Home Depot to Hire 80,000 As it Preps for Spring

Home improvement retailer has more than 350 openings in Massachusetts alone.

Home Depot plans to hire 80,000 for its spring selling season. Photo Credit: Home Depot
Home Depot plans to hire 80,000 for its spring selling season. Photo Credit: Home Depot
By Liz Taurasi

Home Depot announced Wednesday it plans to fill 80,000 positions nationwide as the spring selling season approaches.

"Spring is our peak hiring season, giving us the opportunity to find some of the best associates who are passionate about customer service," said Tim Crow, executive vice president of Human Resources for the home improvement retailer in a press release issued Wednesday.

The website currently lists more than 16,000 jobs nationwide, with 359 in Massachusetts,159 in New Hampshire and 71 in Rhode Island. Job seekers can research openings and apply online at www.careers.homedepot.com.

STORED RECORDS:
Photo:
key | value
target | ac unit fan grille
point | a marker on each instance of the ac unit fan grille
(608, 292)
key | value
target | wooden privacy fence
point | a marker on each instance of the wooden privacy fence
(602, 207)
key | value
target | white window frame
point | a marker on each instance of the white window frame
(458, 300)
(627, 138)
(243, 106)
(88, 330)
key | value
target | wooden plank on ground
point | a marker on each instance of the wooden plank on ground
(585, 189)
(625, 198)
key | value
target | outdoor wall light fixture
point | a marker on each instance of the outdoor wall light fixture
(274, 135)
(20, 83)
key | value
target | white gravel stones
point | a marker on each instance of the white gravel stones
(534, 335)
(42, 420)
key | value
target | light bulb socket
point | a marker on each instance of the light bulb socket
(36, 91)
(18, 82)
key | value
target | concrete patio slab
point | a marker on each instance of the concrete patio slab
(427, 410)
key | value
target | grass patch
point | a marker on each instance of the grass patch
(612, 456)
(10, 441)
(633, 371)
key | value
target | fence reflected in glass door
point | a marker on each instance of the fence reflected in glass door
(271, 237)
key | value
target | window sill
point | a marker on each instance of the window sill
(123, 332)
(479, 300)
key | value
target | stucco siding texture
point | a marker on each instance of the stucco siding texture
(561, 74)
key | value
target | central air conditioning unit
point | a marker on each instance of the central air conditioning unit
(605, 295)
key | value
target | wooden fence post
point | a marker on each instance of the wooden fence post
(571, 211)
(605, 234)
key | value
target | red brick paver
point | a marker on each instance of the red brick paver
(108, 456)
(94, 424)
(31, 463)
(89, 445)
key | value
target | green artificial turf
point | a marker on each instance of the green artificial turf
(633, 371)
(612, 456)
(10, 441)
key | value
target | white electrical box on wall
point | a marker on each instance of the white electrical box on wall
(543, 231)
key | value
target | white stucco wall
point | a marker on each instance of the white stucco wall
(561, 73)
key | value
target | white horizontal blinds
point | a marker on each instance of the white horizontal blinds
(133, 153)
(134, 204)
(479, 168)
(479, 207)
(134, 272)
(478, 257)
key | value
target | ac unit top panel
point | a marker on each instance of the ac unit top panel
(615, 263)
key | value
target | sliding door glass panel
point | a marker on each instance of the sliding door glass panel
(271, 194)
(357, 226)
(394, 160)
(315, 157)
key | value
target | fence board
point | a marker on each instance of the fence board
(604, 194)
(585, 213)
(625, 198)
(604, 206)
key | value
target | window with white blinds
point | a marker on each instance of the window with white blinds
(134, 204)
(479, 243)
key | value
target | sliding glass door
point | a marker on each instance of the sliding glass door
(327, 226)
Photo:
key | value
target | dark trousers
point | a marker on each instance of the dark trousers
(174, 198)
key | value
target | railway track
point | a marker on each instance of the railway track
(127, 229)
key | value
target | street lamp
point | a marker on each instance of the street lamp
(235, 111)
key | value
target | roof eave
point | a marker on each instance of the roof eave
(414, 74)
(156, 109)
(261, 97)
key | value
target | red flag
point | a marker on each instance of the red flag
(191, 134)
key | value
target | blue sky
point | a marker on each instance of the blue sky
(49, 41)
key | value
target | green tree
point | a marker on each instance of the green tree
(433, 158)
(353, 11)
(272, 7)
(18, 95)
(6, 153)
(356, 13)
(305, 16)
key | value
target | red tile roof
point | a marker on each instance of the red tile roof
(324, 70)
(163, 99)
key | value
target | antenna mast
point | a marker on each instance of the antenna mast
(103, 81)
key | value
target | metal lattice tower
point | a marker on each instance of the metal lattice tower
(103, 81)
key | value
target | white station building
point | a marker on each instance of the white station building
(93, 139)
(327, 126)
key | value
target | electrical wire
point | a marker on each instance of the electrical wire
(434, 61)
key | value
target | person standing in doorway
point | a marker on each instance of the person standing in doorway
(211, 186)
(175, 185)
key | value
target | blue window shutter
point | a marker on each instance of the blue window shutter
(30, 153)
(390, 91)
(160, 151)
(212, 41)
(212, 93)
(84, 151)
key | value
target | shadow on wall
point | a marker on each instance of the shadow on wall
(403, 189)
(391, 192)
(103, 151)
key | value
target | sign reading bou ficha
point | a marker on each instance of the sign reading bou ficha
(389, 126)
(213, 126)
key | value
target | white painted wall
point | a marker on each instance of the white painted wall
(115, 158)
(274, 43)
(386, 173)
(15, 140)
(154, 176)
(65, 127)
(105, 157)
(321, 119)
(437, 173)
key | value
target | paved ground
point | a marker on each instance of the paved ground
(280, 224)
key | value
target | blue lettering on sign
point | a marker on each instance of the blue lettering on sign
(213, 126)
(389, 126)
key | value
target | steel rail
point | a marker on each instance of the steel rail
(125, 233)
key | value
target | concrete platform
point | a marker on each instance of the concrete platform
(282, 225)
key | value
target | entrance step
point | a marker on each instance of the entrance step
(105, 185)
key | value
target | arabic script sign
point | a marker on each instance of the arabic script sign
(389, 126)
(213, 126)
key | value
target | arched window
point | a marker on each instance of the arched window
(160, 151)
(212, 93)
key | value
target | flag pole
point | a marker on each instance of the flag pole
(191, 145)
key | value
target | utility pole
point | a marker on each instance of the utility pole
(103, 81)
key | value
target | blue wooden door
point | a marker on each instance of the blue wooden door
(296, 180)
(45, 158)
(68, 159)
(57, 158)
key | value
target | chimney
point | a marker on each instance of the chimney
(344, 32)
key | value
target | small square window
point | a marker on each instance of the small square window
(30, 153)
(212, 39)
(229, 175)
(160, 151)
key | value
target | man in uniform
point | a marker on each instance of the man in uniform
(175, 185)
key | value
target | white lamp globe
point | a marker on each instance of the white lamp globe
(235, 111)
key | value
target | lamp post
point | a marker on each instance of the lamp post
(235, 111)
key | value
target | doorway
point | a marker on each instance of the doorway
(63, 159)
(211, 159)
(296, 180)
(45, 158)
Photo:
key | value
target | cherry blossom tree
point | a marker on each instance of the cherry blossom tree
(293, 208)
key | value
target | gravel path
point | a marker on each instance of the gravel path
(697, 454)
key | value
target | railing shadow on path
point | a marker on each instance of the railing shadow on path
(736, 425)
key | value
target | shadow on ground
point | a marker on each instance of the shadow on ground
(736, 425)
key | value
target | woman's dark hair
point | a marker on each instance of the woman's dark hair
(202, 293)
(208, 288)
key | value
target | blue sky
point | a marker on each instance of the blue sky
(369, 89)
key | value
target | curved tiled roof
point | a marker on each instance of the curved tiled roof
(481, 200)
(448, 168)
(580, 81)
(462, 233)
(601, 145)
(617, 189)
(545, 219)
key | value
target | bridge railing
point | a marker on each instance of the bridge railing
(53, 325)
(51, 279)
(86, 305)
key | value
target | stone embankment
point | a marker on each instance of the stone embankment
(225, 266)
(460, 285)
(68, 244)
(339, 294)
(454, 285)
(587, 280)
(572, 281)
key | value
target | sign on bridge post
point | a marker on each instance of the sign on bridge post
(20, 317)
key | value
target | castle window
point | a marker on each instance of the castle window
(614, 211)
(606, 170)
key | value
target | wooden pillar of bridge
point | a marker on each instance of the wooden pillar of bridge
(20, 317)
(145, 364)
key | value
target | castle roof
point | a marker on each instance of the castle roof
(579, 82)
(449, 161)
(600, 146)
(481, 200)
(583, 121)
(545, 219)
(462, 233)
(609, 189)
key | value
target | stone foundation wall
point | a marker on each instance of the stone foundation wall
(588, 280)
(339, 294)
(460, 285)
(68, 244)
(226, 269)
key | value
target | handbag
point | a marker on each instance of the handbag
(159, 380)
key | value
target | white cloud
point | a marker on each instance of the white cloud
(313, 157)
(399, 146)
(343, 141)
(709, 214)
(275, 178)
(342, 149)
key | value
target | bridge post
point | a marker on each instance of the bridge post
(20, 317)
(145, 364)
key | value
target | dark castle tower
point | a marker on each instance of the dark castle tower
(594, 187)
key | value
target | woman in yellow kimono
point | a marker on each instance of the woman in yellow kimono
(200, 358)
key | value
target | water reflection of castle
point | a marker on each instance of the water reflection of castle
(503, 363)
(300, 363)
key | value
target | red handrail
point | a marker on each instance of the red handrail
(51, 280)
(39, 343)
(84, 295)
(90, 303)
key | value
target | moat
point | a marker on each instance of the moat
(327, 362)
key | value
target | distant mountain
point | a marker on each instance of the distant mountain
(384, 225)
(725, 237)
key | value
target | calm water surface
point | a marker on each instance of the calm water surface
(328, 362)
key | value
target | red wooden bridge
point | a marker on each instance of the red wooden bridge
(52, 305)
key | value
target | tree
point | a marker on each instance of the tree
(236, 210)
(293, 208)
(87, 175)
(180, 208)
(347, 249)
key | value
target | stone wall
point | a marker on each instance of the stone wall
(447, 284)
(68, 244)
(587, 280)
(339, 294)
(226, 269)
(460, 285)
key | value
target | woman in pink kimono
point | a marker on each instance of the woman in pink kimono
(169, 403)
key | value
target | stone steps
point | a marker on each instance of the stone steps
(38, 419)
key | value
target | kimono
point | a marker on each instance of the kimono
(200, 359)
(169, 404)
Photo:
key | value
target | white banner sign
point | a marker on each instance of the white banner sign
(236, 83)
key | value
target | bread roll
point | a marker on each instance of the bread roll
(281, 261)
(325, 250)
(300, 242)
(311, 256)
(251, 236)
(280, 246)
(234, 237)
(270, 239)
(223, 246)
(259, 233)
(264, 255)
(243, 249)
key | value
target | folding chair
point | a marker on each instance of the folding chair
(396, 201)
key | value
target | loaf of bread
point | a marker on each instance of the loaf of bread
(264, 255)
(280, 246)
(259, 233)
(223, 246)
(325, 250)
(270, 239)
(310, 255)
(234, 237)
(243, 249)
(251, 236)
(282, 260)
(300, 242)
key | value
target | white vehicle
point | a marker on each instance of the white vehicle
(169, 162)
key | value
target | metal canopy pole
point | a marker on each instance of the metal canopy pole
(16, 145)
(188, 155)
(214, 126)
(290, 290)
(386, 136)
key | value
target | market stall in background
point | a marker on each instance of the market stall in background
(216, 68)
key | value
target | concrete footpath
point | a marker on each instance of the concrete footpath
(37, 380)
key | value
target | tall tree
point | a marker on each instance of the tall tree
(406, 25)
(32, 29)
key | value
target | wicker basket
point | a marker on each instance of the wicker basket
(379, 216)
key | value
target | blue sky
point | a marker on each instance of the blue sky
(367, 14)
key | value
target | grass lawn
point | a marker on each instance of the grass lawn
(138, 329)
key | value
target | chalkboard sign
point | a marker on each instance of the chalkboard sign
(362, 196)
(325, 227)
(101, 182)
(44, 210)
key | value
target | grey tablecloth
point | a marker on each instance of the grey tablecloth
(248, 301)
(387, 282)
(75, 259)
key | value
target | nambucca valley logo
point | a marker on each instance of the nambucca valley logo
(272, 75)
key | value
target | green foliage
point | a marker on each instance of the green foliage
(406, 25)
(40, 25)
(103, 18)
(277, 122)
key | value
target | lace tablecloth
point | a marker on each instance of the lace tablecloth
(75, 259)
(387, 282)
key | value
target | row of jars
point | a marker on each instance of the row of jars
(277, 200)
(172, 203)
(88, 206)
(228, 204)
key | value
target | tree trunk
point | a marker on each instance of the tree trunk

DIRECTIVE A:
Answer these questions about the Home Depot hiring article:
(i) How many positions does Home Depot plan to fill nationwide?
(ii) What is Tim Crow's job title?
(iii) How many jobs does the website list in New Hampshire?
DIRECTIVE B:
Write the next part of the Home Depot hiring article, starting right after its last sentence.

OUTPUT A:
(i) 80,000
(ii) Executive vice president of Human Resources
(iii) 159

OUTPUT B:
Home Depot has 2,263 retail stores in all 50 states, the District of Columbia, Puerto Rico, U.S. Virgin Islands, Guam, 10 Canadian provinces and Mexico.
Tyler Jozefowicz February 13, 2014 at 12:35 PM
All low paying jobs with no benefits. Nothing you can support a family on. Need 3 of those jobs to break even. Keep bashing unions , and turning a blind eye when corporations hire overseas, ship factories and subcontract overseas, and outsource jobs to foreign countries. Middle class is screwed. I don't expect any confluence from the retirees here still living in the 50s.
steve forte February 13, 2014 at 01:28 PM
Shop local. Buy from Littleton lumber. Homedepot is just walmart with wood.
BH February 13, 2014 at 01:43 PM
So don't work there. I see a lot of young kids and elderly working at Home Depot, they needs these part time jobs also.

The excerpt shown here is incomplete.